Your instructions: Copy out all of the lines below with "in this photo" swapped for "in this image" and everything else left unchanged. Leave the pictures out of your answer.

Material supplied:
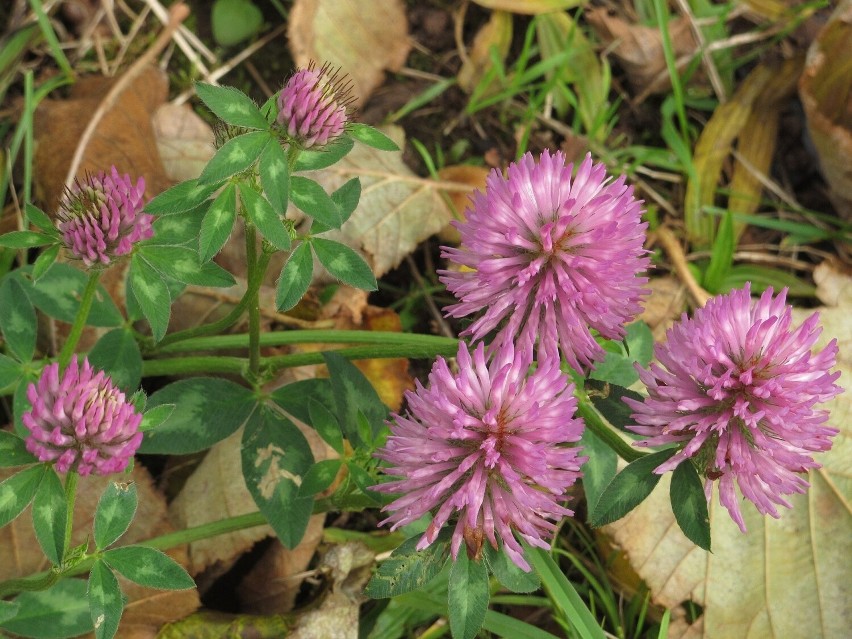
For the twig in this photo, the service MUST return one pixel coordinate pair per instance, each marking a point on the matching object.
(673, 249)
(177, 14)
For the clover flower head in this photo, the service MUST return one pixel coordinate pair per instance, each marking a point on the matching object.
(487, 443)
(736, 388)
(549, 257)
(314, 104)
(81, 421)
(101, 218)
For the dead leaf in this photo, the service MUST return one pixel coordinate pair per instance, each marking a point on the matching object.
(184, 140)
(272, 585)
(363, 38)
(785, 578)
(398, 209)
(147, 609)
(639, 49)
(824, 89)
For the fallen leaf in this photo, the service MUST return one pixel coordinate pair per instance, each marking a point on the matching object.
(363, 38)
(639, 48)
(184, 140)
(785, 578)
(824, 89)
(398, 209)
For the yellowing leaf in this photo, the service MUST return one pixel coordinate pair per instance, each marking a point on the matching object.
(363, 38)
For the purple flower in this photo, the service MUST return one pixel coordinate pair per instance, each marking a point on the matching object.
(737, 390)
(313, 106)
(487, 442)
(81, 421)
(101, 217)
(548, 257)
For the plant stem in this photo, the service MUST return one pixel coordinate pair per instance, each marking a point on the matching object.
(80, 320)
(238, 365)
(319, 336)
(253, 304)
(252, 286)
(595, 423)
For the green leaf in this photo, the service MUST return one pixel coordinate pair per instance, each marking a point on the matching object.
(25, 239)
(275, 177)
(229, 104)
(182, 264)
(206, 411)
(152, 294)
(234, 21)
(10, 373)
(118, 354)
(600, 468)
(618, 367)
(181, 198)
(218, 223)
(18, 491)
(510, 575)
(45, 260)
(326, 425)
(295, 277)
(267, 221)
(371, 137)
(629, 488)
(324, 158)
(344, 263)
(17, 320)
(115, 511)
(148, 567)
(59, 291)
(319, 477)
(106, 602)
(722, 255)
(408, 569)
(41, 220)
(608, 399)
(689, 504)
(275, 458)
(467, 596)
(8, 609)
(156, 416)
(13, 451)
(235, 156)
(59, 612)
(50, 514)
(311, 198)
(352, 393)
(347, 197)
(563, 595)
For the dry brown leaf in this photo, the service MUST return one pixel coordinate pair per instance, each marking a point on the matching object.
(397, 211)
(363, 38)
(184, 140)
(825, 88)
(123, 138)
(494, 34)
(147, 609)
(639, 49)
(272, 585)
(784, 578)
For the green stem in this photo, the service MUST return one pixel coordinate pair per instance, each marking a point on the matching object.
(253, 304)
(252, 286)
(238, 365)
(79, 321)
(70, 498)
(596, 424)
(333, 336)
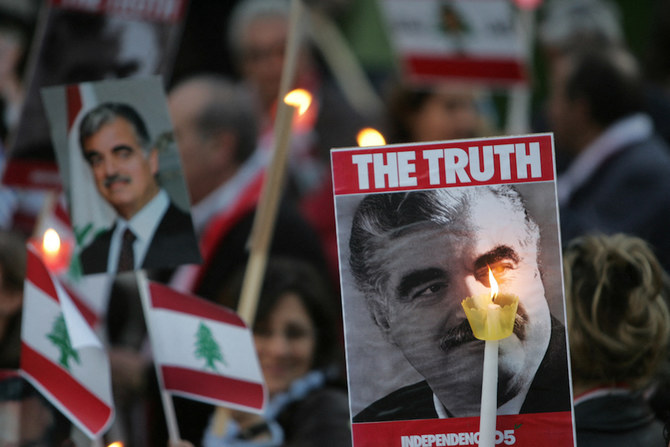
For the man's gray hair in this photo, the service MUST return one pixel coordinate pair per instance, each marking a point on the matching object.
(107, 112)
(228, 109)
(248, 11)
(380, 218)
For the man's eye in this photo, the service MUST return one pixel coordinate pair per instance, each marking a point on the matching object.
(499, 269)
(431, 290)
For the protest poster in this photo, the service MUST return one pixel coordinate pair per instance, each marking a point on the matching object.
(121, 170)
(474, 41)
(203, 351)
(418, 227)
(80, 41)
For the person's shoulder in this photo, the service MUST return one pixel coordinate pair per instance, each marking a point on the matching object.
(410, 402)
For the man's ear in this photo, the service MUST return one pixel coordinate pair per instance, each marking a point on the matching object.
(153, 161)
(224, 145)
(380, 317)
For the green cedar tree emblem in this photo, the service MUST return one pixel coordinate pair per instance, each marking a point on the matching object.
(61, 339)
(207, 348)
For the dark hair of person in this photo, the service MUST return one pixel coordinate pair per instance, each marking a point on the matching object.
(288, 275)
(229, 108)
(609, 80)
(107, 112)
(403, 103)
(618, 320)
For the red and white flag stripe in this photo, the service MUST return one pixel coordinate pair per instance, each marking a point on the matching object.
(82, 389)
(174, 321)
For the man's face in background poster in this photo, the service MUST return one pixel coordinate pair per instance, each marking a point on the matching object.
(426, 265)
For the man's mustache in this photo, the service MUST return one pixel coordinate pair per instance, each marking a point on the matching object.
(462, 333)
(116, 178)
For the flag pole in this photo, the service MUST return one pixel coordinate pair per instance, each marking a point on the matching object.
(263, 226)
(166, 399)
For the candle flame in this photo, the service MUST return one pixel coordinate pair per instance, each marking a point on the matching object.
(370, 137)
(51, 241)
(494, 285)
(299, 98)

Correct output:
For the twig in this image, the service MUST return one pixel coordinate pair per instance, each marking a point on the matching object.
(673, 249)
(177, 14)
For the clover flower head in this image, the service MUST return one pixel coordinate pair per instance, each marking a point on the matching object.
(487, 443)
(736, 388)
(549, 257)
(314, 104)
(81, 421)
(101, 218)
For the dead leaf in this image, the service MUST return one pixel coordinate pair per instance, each marking a point on the matching object.
(184, 140)
(272, 585)
(363, 38)
(785, 578)
(398, 209)
(147, 609)
(639, 49)
(824, 89)
For the fallen leaf in this image, the service MUST return one pixel coordinate pair per instance, each marking a point on the matching object.
(363, 38)
(639, 48)
(184, 140)
(785, 578)
(824, 89)
(398, 209)
For the yellowing leaf in this image, the service MUST return one pixel coordinate pair per instance, each marking a point on the matching object.
(363, 38)
For the purple flower in this image, the service MUST return one pixel coordinate pair per instance, each marking a point on the matching object.
(737, 390)
(313, 106)
(487, 442)
(81, 421)
(101, 217)
(548, 257)
For the plant stem in this image, the service MUST return one pixel coordinate pair per instance, each marking a point on the matching object.
(80, 320)
(238, 365)
(319, 336)
(253, 304)
(252, 286)
(595, 423)
For the green leaf in this image, the service MUST return one pixel coordinate pair per instance, each marking a point on the matching object.
(25, 239)
(275, 177)
(229, 104)
(182, 264)
(206, 411)
(152, 294)
(234, 21)
(10, 373)
(118, 354)
(600, 468)
(618, 367)
(181, 198)
(218, 223)
(18, 491)
(510, 575)
(45, 260)
(326, 425)
(295, 277)
(267, 221)
(371, 137)
(629, 488)
(324, 158)
(344, 263)
(17, 320)
(115, 511)
(148, 567)
(59, 291)
(319, 477)
(106, 602)
(722, 255)
(408, 569)
(41, 220)
(608, 399)
(689, 504)
(275, 458)
(467, 596)
(8, 609)
(156, 416)
(13, 451)
(235, 156)
(59, 612)
(50, 514)
(311, 198)
(352, 393)
(347, 197)
(563, 595)
For the dry brown leaf in this image, the service MUST return one pixel coordinate pair per instance, each marking a point on the matching object.
(397, 211)
(363, 38)
(184, 140)
(825, 88)
(123, 138)
(494, 34)
(147, 609)
(639, 49)
(272, 585)
(784, 578)
For the green stem in this image, the service MUST return one pixel coordinate pair per instance, each marking a point on the matching object.
(253, 304)
(252, 286)
(238, 365)
(79, 321)
(70, 498)
(596, 424)
(333, 336)
For the man's gray hair in this image, the service MUST return one pixel coordinate pair per instance, each marking a point on the matching object.
(107, 112)
(228, 109)
(248, 11)
(380, 218)
For the man's eye in this image, the service MUST return one pixel coordinate pair per instance, each marking a point on the matching object.
(499, 269)
(431, 290)
For the protest poster in this image, the service MUST return one pixel coordinate pair per instance, each marking a point on the matching object.
(121, 170)
(474, 41)
(203, 351)
(418, 227)
(80, 41)
For the person's shoulder in this image, the service MUST return one pixel coordinate pair per instance, each marking a point on the matching object.
(410, 402)
For the man's ear in this image, the service MUST return one pixel coordinate pair per instance, each marking a point on the matching object.
(153, 161)
(224, 145)
(380, 317)
For the green cedar tree emblem in this image, the service MUST return one pixel coordinate pair per instance, each marking a point on the matching object.
(61, 339)
(207, 348)
For the dark hair of person in this image, the service MUST return one pixel coordinate pair per instance, each marking a point on the matching object.
(288, 275)
(229, 108)
(609, 80)
(107, 112)
(403, 103)
(618, 320)
For the red and white flag stripe in this image, the service MUST return one pixel coordinate pair per instance, each marking a point on the matching object.
(82, 389)
(174, 321)
For the man's face in background poster in this image, the service MUST return one pixel coordinate pair per instance, each marking a point on the matching object.
(426, 265)
For the man's mustache in this image, the service MUST return one pixel coordinate pair per instance, each marking a point on the matching object.
(462, 333)
(116, 178)
For the flag pole in this image, the service MUST return one pixel coordinate pair per instance, each marking a point on the matching object.
(263, 226)
(166, 399)
For the candle flame in this image, the service MUST return one pixel coordinate pair per instance, each marking a point on the matching object.
(370, 137)
(51, 241)
(494, 285)
(299, 98)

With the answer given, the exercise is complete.